◆ **Data provided**
================================
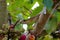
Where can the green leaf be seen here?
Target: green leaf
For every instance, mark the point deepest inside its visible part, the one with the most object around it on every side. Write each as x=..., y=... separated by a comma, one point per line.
x=48, y=4
x=51, y=25
x=48, y=37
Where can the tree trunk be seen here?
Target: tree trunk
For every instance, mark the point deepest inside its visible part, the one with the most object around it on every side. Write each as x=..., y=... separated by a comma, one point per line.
x=3, y=12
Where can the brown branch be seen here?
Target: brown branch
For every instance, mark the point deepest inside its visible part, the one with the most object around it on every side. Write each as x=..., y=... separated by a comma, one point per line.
x=27, y=9
x=33, y=19
x=42, y=21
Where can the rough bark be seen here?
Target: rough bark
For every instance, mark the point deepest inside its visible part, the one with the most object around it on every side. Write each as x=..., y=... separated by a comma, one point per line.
x=3, y=12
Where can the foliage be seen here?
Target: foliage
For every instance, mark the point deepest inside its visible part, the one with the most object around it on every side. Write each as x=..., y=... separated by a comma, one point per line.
x=21, y=9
================================
◆ **Aim of the task**
Please copy, exactly as written, every line in the listing above from the line with "Target: green leaf" up to and including the line with "Target: tree trunk".

◆ **Task output**
Target: green leaf
For every instance, mark the point deepest inside its visible part, the one with the most object around it on every side. Write each as x=..., y=... separated by a comma, one point per line.
x=48, y=4
x=51, y=25
x=48, y=37
Where can the tree trunk be seen here?
Target: tree trunk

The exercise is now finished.